## ORDEM DE TRABALHO 1
Por favor, transcreva do trecho sobre genocídio a parte que começa pelas palavras contendo "O termo genocídio" e termina em "ou uma coletividade.".
## ORDEM DE TRABALHO 2
De acordo com o trecho sobre genocídio, qual era a nacionalidade do advogado Raphael Lemkin?

## TRECHO FORNECIDO
Nas definições do dicionário Houaiss, genocídio significa: a) extermínio deliberado, parcial ou total, de uma comunidade, grupo étnico, racial ou religioso; b) por derivação, a destruição de populações ou povos; c) aniquilamento de grupos humanos, o qual, sem chegar ao assassínio em massa, inclui outras formas de extermínio, como a prevenção de nascimentos, o sequestro sistemático de crianças dentro de um determinado grupo étnico, a submissão a condições insuportáveis de vida etc.

O termo genocídio foi assim definido, inicialmente, pelo advogado polonês Raphael Lemkin como “um crime especial, consistente em destruir intencionalmente grupos humanos, raciais, religiosos ou nacionais e que, como o homicídio singular, pode ser cometido tanto em tempo de paz como em tempo de guerra”.

Portanto, pode-se concluir que genocídio é o assassinato em massa por questões étnicas, nacionais, raciais, religiosas e políticas, ato mediante o qual se visa o extermínio de um grupo ou uma coletividade.

## DADOS FORNECIDOS
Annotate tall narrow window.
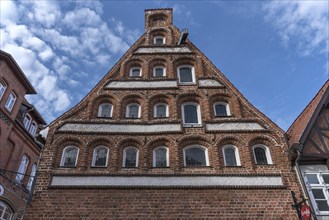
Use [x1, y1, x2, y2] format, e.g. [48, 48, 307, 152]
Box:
[5, 92, 16, 111]
[123, 147, 138, 167]
[178, 66, 195, 84]
[183, 145, 209, 167]
[182, 102, 201, 125]
[16, 155, 30, 182]
[153, 147, 169, 167]
[26, 164, 37, 190]
[0, 81, 7, 100]
[126, 103, 140, 118]
[97, 103, 112, 118]
[92, 146, 109, 167]
[61, 146, 79, 167]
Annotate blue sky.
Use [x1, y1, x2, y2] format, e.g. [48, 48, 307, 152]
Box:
[0, 0, 329, 130]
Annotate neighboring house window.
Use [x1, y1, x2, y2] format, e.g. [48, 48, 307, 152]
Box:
[154, 36, 166, 45]
[214, 102, 231, 116]
[154, 103, 169, 118]
[0, 201, 13, 220]
[97, 103, 112, 118]
[0, 81, 7, 100]
[61, 146, 79, 167]
[253, 144, 272, 165]
[126, 103, 141, 118]
[223, 145, 241, 166]
[26, 164, 37, 190]
[129, 67, 142, 77]
[122, 147, 138, 167]
[5, 92, 16, 111]
[303, 171, 329, 215]
[16, 155, 30, 182]
[29, 121, 38, 137]
[153, 66, 166, 77]
[23, 114, 32, 130]
[177, 66, 195, 84]
[92, 146, 109, 167]
[153, 146, 169, 167]
[182, 102, 201, 126]
[183, 145, 209, 167]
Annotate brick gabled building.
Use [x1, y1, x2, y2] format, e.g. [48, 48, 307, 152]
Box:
[0, 50, 46, 220]
[287, 81, 329, 219]
[27, 9, 300, 219]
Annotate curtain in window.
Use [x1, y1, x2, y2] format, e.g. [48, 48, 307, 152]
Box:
[224, 148, 237, 166]
[155, 148, 167, 167]
[179, 67, 193, 82]
[254, 147, 267, 164]
[184, 105, 198, 124]
[185, 148, 206, 167]
[215, 104, 227, 116]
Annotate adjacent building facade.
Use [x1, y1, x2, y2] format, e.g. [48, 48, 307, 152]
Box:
[287, 81, 329, 219]
[0, 50, 46, 219]
[26, 9, 301, 219]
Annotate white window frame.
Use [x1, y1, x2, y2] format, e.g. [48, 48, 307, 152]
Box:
[153, 102, 169, 118]
[177, 65, 196, 85]
[222, 144, 241, 166]
[126, 102, 141, 119]
[23, 114, 32, 130]
[183, 144, 209, 167]
[181, 102, 202, 127]
[153, 146, 169, 168]
[252, 144, 273, 165]
[153, 66, 167, 77]
[129, 67, 142, 77]
[26, 164, 37, 191]
[97, 102, 113, 118]
[5, 92, 17, 112]
[213, 102, 231, 117]
[122, 146, 139, 168]
[0, 80, 7, 100]
[15, 154, 30, 182]
[153, 36, 166, 46]
[60, 145, 80, 167]
[91, 145, 110, 167]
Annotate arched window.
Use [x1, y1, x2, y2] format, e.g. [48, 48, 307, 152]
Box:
[154, 36, 166, 45]
[122, 147, 138, 167]
[0, 201, 14, 220]
[153, 146, 169, 167]
[61, 146, 79, 167]
[97, 103, 112, 118]
[253, 144, 273, 164]
[214, 102, 231, 116]
[223, 145, 241, 166]
[153, 66, 166, 77]
[183, 145, 209, 167]
[154, 103, 169, 118]
[182, 102, 201, 126]
[92, 146, 109, 167]
[23, 114, 32, 130]
[177, 65, 195, 84]
[126, 103, 141, 118]
[129, 67, 142, 77]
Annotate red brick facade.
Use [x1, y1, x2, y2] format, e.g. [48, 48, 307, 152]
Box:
[26, 9, 300, 219]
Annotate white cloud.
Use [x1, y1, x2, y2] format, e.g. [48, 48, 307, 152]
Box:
[263, 1, 329, 55]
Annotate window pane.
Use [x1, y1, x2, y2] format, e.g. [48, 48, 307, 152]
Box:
[184, 105, 198, 124]
[185, 148, 206, 166]
[125, 149, 137, 167]
[155, 148, 167, 167]
[224, 148, 237, 166]
[215, 104, 227, 116]
[254, 147, 267, 164]
[179, 67, 193, 82]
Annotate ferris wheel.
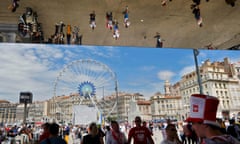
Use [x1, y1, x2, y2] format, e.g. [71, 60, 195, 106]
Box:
[54, 59, 118, 116]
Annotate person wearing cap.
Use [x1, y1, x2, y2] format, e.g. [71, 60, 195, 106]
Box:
[161, 124, 182, 144]
[128, 116, 154, 144]
[186, 94, 240, 144]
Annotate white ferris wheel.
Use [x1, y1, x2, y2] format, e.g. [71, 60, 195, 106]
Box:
[54, 59, 118, 120]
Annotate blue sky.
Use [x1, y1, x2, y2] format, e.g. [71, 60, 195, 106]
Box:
[0, 43, 240, 102]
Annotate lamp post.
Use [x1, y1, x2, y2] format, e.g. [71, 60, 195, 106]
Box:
[19, 92, 33, 124]
[193, 49, 203, 94]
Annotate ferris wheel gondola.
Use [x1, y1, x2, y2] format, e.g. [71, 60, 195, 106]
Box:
[54, 59, 117, 117]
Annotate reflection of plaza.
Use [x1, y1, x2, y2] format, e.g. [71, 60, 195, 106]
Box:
[0, 58, 240, 123]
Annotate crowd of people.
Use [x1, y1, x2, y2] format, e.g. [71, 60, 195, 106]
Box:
[0, 94, 240, 144]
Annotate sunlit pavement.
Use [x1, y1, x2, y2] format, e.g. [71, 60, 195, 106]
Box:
[2, 129, 163, 144]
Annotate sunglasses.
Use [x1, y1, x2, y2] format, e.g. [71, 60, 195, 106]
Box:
[169, 128, 177, 131]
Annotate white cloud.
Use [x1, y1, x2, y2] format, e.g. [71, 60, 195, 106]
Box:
[179, 65, 195, 76]
[0, 44, 59, 102]
[157, 70, 175, 80]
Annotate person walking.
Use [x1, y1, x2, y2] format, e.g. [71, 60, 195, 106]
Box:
[128, 116, 154, 144]
[81, 122, 104, 144]
[161, 124, 182, 144]
[106, 121, 127, 144]
[40, 123, 67, 144]
[186, 94, 240, 144]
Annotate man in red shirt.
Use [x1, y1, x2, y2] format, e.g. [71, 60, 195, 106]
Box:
[128, 116, 154, 144]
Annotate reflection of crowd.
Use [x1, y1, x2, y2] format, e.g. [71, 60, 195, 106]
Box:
[18, 7, 44, 43]
[8, 0, 236, 49]
[47, 21, 82, 45]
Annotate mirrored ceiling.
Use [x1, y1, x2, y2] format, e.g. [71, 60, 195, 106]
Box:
[0, 0, 240, 49]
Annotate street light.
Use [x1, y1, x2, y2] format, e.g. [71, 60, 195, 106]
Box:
[19, 92, 33, 124]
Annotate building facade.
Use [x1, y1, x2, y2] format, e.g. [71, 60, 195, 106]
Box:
[180, 58, 240, 119]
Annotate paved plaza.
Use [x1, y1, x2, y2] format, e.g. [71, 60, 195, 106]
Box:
[0, 0, 240, 49]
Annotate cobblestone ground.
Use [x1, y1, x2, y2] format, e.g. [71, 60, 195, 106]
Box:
[2, 129, 163, 144]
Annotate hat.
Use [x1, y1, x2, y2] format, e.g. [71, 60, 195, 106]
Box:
[186, 94, 219, 126]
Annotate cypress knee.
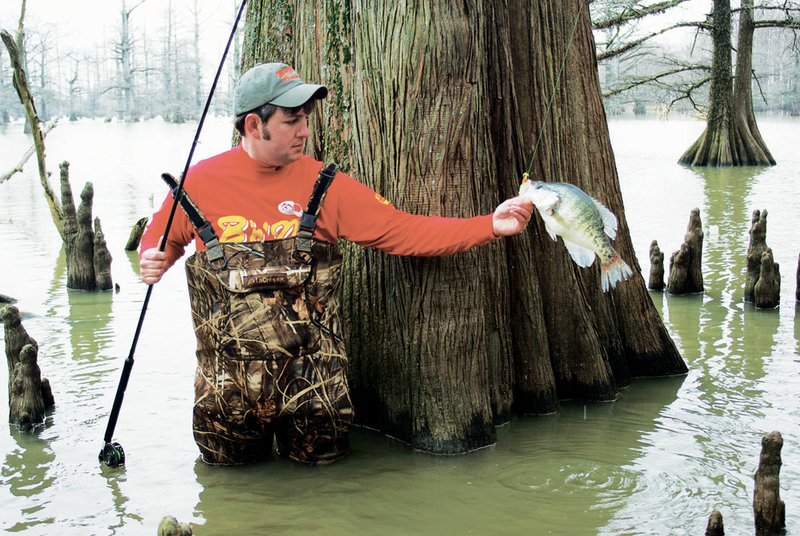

## RESPOSTA ESCRITA 1
O termo genocídio foi assim definido, inicialmente, pelo advogado polonês Raphael Lemkin como “um crime especial, consistente em destruir intencionalmente grupos humanos, raciais, religiosos ou nacionais e que, como o homicídio singular, pode ser cometido tanto em tempo de paz como em tempo de guerra”.

Portanto, pode-se concluir que genocídio é o assassinato em massa por questões étnicas, nacionais, raciais, religiosas e políticas, ato mediante o qual se visa o extermínio de um grupo ou uma coletividade.

## RESPOSTA ESCRITA 2
Polonesa.